▶ **GIVEN EXERCISE**:
Copy out every one of the lines below word for word, with no changes.
* START *
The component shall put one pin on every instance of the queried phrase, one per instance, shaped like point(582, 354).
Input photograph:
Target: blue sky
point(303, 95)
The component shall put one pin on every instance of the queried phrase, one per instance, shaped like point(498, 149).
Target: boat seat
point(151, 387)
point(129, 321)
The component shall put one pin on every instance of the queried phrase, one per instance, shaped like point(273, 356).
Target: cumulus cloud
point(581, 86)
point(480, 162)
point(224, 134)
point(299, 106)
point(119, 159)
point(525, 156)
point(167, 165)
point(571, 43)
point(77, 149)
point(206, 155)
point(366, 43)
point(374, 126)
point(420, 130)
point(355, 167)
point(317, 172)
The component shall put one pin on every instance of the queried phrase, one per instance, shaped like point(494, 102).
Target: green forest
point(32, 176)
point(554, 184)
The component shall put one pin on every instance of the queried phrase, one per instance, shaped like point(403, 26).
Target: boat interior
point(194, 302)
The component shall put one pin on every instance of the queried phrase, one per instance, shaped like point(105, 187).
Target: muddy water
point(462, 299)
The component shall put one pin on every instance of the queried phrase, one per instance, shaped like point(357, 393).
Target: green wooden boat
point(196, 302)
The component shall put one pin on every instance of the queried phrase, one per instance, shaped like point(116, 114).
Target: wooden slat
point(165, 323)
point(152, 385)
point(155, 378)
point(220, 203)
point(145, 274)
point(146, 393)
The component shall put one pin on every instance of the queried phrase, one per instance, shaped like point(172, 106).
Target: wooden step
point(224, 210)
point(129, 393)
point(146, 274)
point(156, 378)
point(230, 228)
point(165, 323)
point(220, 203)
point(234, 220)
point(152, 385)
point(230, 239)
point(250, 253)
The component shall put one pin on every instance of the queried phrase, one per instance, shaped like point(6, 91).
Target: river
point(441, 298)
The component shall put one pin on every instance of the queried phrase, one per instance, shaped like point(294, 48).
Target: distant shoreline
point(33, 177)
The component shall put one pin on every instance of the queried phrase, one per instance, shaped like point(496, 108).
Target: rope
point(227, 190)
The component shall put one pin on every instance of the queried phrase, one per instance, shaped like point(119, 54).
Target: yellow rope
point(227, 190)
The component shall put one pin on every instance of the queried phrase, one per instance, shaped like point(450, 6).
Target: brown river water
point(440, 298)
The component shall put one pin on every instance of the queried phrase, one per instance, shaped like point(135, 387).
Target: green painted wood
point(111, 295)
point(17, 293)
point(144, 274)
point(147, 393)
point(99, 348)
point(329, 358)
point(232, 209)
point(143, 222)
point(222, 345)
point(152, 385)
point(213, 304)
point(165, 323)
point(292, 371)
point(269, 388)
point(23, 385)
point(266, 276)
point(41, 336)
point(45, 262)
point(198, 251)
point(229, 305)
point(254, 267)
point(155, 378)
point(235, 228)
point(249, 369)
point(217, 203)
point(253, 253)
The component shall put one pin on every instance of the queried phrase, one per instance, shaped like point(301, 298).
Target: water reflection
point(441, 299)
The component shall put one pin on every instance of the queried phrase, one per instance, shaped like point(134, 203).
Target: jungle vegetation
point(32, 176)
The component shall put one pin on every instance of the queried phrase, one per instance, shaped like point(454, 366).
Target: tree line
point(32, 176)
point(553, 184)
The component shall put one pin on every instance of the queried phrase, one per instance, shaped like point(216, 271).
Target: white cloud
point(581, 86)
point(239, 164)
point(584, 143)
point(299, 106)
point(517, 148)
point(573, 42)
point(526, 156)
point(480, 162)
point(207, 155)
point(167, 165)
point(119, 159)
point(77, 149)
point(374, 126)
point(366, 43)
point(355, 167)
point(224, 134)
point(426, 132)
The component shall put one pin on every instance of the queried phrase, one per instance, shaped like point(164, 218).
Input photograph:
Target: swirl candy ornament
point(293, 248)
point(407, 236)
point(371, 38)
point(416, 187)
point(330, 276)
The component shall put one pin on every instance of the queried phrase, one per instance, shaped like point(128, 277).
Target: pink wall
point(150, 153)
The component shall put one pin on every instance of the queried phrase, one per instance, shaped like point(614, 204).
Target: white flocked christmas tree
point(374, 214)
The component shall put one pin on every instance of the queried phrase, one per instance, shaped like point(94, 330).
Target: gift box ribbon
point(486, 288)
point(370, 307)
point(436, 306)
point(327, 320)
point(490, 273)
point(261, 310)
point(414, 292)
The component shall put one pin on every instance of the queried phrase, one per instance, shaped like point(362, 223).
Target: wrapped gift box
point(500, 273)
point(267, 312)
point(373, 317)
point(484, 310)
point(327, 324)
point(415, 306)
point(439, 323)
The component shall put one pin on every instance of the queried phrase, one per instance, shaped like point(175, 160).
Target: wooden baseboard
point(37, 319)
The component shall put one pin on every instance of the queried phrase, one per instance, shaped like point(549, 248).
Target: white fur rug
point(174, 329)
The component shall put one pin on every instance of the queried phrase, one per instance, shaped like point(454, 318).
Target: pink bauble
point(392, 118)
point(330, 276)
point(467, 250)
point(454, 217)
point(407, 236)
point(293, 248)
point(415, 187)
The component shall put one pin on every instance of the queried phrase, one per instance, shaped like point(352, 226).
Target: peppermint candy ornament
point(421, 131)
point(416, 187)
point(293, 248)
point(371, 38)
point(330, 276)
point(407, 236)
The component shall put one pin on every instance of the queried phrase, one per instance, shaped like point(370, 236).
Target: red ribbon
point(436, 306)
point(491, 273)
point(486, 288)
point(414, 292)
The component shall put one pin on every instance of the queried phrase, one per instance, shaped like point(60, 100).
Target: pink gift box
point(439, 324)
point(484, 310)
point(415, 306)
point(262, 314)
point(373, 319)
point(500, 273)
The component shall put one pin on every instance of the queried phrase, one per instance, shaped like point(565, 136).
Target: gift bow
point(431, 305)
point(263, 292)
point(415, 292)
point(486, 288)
* END *
▶ **SOLUTION TO THIS PROBLEM**:
The component shall put one pin on every instance of the queried phrase, one per instance, shaped like point(582, 354).
Input photograph:
Target: blue sky
point(303, 95)
The component shall put one pin on every instance of the queried phrase, one per instance, shaped like point(498, 149).
Target: boat seat
point(151, 387)
point(129, 321)
The component shall put one pin on every instance of the queried phrase, one per instance, shaped like point(273, 356).
Target: cumulus cloud
point(581, 86)
point(480, 162)
point(224, 134)
point(299, 106)
point(119, 159)
point(525, 156)
point(167, 165)
point(571, 43)
point(77, 149)
point(206, 155)
point(366, 43)
point(374, 126)
point(420, 130)
point(355, 167)
point(317, 172)
The component shall put one pin on every instance of the queried phrase, one per instance, shaped like point(494, 102).
Target: green forest
point(32, 176)
point(554, 184)
The component shall put one pin on every instance of the queried phrase, one per instance, shaped like point(403, 26).
Target: boat interior
point(194, 302)
The component shall put one pin on every instance of the queried phrase, one per instance, shaped like point(105, 187).
Target: muddy water
point(462, 299)
The component shall put one pin on every instance of the queried phrase, one per instance, shaped like point(357, 393).
Target: green wooden boat
point(196, 302)
The component shall put one pin on every instance of the queried phrase, one per instance, shaped like point(116, 114).
Target: wooden slat
point(165, 323)
point(152, 385)
point(155, 378)
point(220, 203)
point(145, 274)
point(146, 393)
The component shall put one pin on every instance of the queried phrase, one per instance, shaped like point(172, 106).
Target: wooden step
point(224, 210)
point(129, 393)
point(146, 274)
point(156, 378)
point(230, 228)
point(165, 323)
point(220, 203)
point(234, 220)
point(152, 385)
point(230, 239)
point(250, 253)
The component shall put one pin on every instance of the queried phrase, one per instance, shaped like point(6, 91).
Target: river
point(441, 298)
The component shall put one pin on every instance of the queried phrase, one per instance, shaped like point(294, 48).
Target: distant shoreline
point(33, 177)
The component shall put one pin on every instance of the queried phrase, one per instance, shaped like point(496, 108).
Target: rope
point(227, 190)
The component shall put one pin on every instance of the queried phrase, one per instance, shaped like point(119, 54).
Target: yellow rope
point(227, 190)
The component shall put one pin on every instance of the queried phrase, one per instance, shaped like point(450, 6).
Target: brown river water
point(440, 298)
The component shall put one pin on every instance of the queried phrase, one per instance, shaped like point(135, 387).
Target: green painted wood
point(111, 295)
point(17, 293)
point(144, 274)
point(147, 393)
point(99, 348)
point(329, 358)
point(232, 209)
point(143, 222)
point(222, 345)
point(152, 385)
point(213, 304)
point(165, 323)
point(292, 371)
point(269, 388)
point(23, 385)
point(266, 276)
point(41, 336)
point(45, 262)
point(198, 251)
point(229, 305)
point(254, 267)
point(155, 378)
point(235, 228)
point(249, 369)
point(217, 203)
point(253, 253)
The component shall put one pin on every instance of the queried phrase, one per instance, shaped like point(301, 298).
Target: water reflection
point(441, 299)
The component shall put one pin on every instance of the queried phrase, one per instance, shaped like point(134, 203).
Target: jungle vegetation
point(32, 176)
The component shall put one pin on every instance of the queried phrase, one per instance, shaped like point(454, 366).
Target: tree line
point(32, 176)
point(553, 184)
The component shall put one pin on every instance of the queried phrase, one per instance, shaped like point(216, 271).
Target: white cloud
point(581, 86)
point(239, 164)
point(584, 143)
point(299, 106)
point(517, 148)
point(573, 42)
point(526, 156)
point(480, 162)
point(207, 155)
point(167, 165)
point(119, 159)
point(77, 149)
point(374, 126)
point(366, 43)
point(355, 167)
point(224, 134)
point(426, 132)
The component shall put one pin on every instance of the queried phrase, one per instance, shaped like point(164, 218).
Input photograph:
Target: swirl candy ornament
point(293, 248)
point(407, 236)
point(371, 38)
point(416, 187)
point(330, 276)
The component shall put one pin on every instance of the queried phrase, one per instance, shaped like point(128, 277).
Target: pink wall
point(150, 153)
The component shall put one pin on every instance of the queried phrase, one per instance, shaped like point(614, 204).
Target: white flocked christmas tree
point(374, 214)
The component shall put one pin on every instance of the queried phrase, one per instance, shaped like point(94, 330).
Target: gift box ribbon
point(486, 288)
point(370, 307)
point(436, 306)
point(327, 320)
point(490, 273)
point(261, 310)
point(414, 292)
The component shall put one pin on every instance of the queried phrase, one per instance, shaped like point(362, 223).
Target: wrapped gift box
point(500, 273)
point(267, 312)
point(373, 317)
point(484, 310)
point(327, 324)
point(415, 306)
point(439, 323)
The component shall put one pin on every instance of the queried phrase, one per instance, shaped like point(175, 160).
Target: wooden baseboard
point(37, 319)
The component shall put one pin on every instance of the queried phrase, one per instance, shaped like point(549, 248).
Target: white fur rug
point(174, 329)
The component shall put one pin on every instance of the queried phrase, one per instance, shaped like point(454, 318).
Target: pink bauble
point(392, 118)
point(330, 276)
point(467, 250)
point(454, 217)
point(407, 236)
point(293, 248)
point(415, 187)
The component shall put one pin on every instance of the queried phrase, one per instance, shaped like point(352, 226).
Target: peppermint candy ornament
point(421, 131)
point(416, 187)
point(293, 248)
point(371, 38)
point(330, 276)
point(407, 236)
The component shall put one pin on every instance of the queried phrase, one per instance, shaped like point(370, 236).
Target: red ribbon
point(436, 306)
point(491, 273)
point(486, 288)
point(414, 292)
The component shall put one pin on every instance of the queried phrase, one per instance, shaped like point(60, 100).
Target: pink gift box
point(439, 324)
point(484, 310)
point(415, 306)
point(262, 314)
point(373, 319)
point(500, 273)
The component shall put one pin on every instance of the queried phrase, one per instance, shaped like point(565, 136).
Target: gift bow
point(431, 305)
point(263, 292)
point(415, 292)
point(486, 288)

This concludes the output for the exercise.